### WHAT TO DO
Can you transcribe every line of the listing below word for word, leaving each character unchanged?

### RECORDS TO USE
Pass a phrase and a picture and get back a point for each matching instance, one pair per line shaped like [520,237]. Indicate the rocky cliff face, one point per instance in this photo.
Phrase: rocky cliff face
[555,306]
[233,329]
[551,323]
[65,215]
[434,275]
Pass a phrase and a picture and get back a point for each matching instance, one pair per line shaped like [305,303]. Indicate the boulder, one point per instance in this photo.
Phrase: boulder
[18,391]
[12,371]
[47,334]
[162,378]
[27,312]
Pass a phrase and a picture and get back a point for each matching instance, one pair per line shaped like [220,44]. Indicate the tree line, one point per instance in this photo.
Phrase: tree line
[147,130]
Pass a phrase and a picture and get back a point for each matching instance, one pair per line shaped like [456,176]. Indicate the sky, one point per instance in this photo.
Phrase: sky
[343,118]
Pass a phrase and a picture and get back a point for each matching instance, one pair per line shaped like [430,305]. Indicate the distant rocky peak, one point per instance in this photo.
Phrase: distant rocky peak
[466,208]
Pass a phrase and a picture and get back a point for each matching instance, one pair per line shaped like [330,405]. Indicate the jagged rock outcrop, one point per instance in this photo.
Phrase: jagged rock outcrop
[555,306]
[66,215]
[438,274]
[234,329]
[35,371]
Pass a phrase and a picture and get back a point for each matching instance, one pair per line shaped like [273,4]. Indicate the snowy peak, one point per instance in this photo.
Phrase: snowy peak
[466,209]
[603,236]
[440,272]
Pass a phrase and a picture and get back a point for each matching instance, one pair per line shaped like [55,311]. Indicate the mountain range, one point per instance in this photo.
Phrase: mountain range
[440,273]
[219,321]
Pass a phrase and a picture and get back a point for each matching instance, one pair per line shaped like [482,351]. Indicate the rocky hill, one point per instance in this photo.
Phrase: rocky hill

### PROBLEM SOLUTION
Pass a phrase and a picture and get back a point for each matching instance, one pair per line shaped like [520,237]. Indicate the rocky cliff face, one point per instance in this photo.
Phrase: rocky cliff face
[555,306]
[233,329]
[551,323]
[65,215]
[434,275]
Pass a phrase and a picture and get back a point for each matching instance, one pair per line shaped like [305,303]. Indicate the boulder, one point per instance in this photo.
Phrase: boulder
[18,391]
[12,371]
[47,334]
[162,378]
[27,312]
Pass a phrase and a picture and get back a point for each matching instance, one pair per line shaped like [220,44]. Indicate the tree line, one point per instance in this photo.
Phrase: tree line
[147,130]
Pass a phrase and a picture and get back a point for each matching instance, one pair per line shaped like [456,176]. Indicate the sky, one point per instance in this photo.
Phrase: sky
[343,118]
Pass a phrase and a picture and get back a point for each matching instance, one pair per line shaped like [430,305]. Indicate the distant rocky peak, one point per instance in this photo.
Phrase: distant rocky peak
[466,208]
Pass a phrase and a picture and get back a point for each matching instance, one pair per line shaped like [330,405]. Indicate the jagged rock outcrop, one point per instance in this photo.
Phrase: jagged rock outcrop
[555,306]
[66,215]
[438,274]
[234,329]
[35,371]
Pass a phrase and a picture and get back a point for each matching instance, one pair per line shaped like [273,4]. Indicate the snowy peak, one point per instance in this photo.
Phrase: snowy peak
[466,209]
[603,236]
[440,272]
Pass a phrase and a picture and get back a point for each matching instance, one pair per line shaped like [55,311]. Indicate the mountain range, one point per instance in this photo.
Phrase: mountain range
[440,273]
[219,321]
Pass a phrase and a picture and get back a point for each matching instance, one pair per line shaped like [482,351]. Indicate the rocky hill, one point per instance in this photo.
Phrase: rocky hill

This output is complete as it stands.